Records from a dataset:
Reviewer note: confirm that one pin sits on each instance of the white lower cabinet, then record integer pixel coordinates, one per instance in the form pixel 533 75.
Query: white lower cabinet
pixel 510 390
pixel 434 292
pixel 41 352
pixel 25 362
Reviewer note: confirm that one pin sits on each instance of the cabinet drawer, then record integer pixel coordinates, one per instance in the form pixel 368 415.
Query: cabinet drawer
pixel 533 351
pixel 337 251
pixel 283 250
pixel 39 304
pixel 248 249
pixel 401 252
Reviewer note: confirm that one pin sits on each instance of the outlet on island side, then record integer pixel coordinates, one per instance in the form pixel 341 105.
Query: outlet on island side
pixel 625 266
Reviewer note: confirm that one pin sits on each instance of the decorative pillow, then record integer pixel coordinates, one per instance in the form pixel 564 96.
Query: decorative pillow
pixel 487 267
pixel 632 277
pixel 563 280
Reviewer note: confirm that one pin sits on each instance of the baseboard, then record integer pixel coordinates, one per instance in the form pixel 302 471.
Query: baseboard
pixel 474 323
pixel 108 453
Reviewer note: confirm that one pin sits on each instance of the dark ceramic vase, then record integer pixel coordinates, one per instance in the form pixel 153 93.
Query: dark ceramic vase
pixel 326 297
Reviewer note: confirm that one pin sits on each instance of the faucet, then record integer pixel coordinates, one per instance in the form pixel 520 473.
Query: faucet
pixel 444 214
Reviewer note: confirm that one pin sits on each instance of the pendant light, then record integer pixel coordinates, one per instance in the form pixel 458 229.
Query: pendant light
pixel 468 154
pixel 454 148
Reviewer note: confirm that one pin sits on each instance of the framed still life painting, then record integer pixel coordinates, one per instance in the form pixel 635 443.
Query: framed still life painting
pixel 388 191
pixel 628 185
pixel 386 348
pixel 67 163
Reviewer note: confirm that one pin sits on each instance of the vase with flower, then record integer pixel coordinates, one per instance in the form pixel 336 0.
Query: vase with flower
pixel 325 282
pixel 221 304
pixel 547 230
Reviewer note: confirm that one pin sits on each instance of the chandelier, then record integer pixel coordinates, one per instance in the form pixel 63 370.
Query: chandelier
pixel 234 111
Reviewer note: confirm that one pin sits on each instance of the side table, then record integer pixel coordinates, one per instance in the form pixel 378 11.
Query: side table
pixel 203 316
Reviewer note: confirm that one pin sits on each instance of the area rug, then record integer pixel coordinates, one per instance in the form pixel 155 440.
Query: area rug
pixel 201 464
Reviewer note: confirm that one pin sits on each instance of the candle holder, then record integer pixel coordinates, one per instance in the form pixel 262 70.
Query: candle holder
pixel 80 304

▶ TO DO
Repeat every line of the material above word for word.

▶ SOLUTION FOR THIS PROBLEM
Reviewer note: confirm that one pin sits on each instance of the white lower cabinet, then record integer pixel coordinates, one per instance in the form pixel 533 75.
Query: white lower cabinet
pixel 510 390
pixel 434 292
pixel 41 352
pixel 25 362
Reviewer note: confirm that one pin sits on each instance of the cabinet drawer, then record integer pixel coordinates, one per instance in the form pixel 368 415.
Query: cabinet drawer
pixel 533 351
pixel 337 251
pixel 283 250
pixel 39 304
pixel 248 249
pixel 401 252
Reviewer note: confirm that one pin sits on each instance of the outlet on island side, then record integer pixel coordinates, one per instance in the form pixel 341 105.
Query: outlet on island side
pixel 625 266
Reviewer note: confirm that one pin sits on each instance of the decorative pillow, then record integer pixel coordinates, one per instance in the form pixel 564 96.
Query: decorative pillow
pixel 487 267
pixel 632 277
pixel 563 280
Reviewer note: confirm that one pin sits on each instance of the baseboard, then record integer pixel coordinates, one per instance in the form pixel 302 471.
Query: baseboard
pixel 474 323
pixel 108 453
Reviewer note: confirm that one pin sits on each instance of the dark ceramic vase, then record integer pixel coordinates, one per instance in the form pixel 153 93.
Query: dark ceramic vase
pixel 326 297
Reviewer note: confirm that one pin sits on each instance of the faucet, then record integer pixel coordinates, one per instance in the form pixel 520 473.
Query: faucet
pixel 444 214
Reviewer note: confirm that one pin sits on each instance of the pendant light, then record integer pixel coordinates, one per instance in the form pixel 458 229.
Query: pendant light
pixel 468 154
pixel 454 148
Reviewer note: confirm that one pin sits on each instance of the framed still life painting, then record integer pixel coordinates, one per instance in the form pixel 635 443.
Query: framed still life painting
pixel 388 191
pixel 628 185
pixel 386 348
pixel 67 163
Reviewer note: confirm that one pin sits on each instance of the vase with flower, then record integer pixel coordinates, one per instance in the form pixel 336 0.
Query: vase with flower
pixel 325 282
pixel 221 304
pixel 547 230
Reviewer note: confirm that one pin sits on each instance of the chandelier, then record integer pixel coordinates, one per instance in the form pixel 63 370.
Query: chandelier
pixel 234 111
Reviewer note: confirm that one pin sits on each instance of the side table, then record integer pixel coordinates, one per instance in the form pixel 378 11.
Query: side table
pixel 203 316
Reviewer note: confirm that one pin sits on each instance of the area rug, then record integer pixel coordinates, one per instance in the form pixel 155 440.
Query: area rug
pixel 201 464
Reviewer note: confirm that one pin sits on each instance of the candle holder, then record integer pixel coordinates, one per instance in the form pixel 262 70.
Query: candle holder
pixel 80 304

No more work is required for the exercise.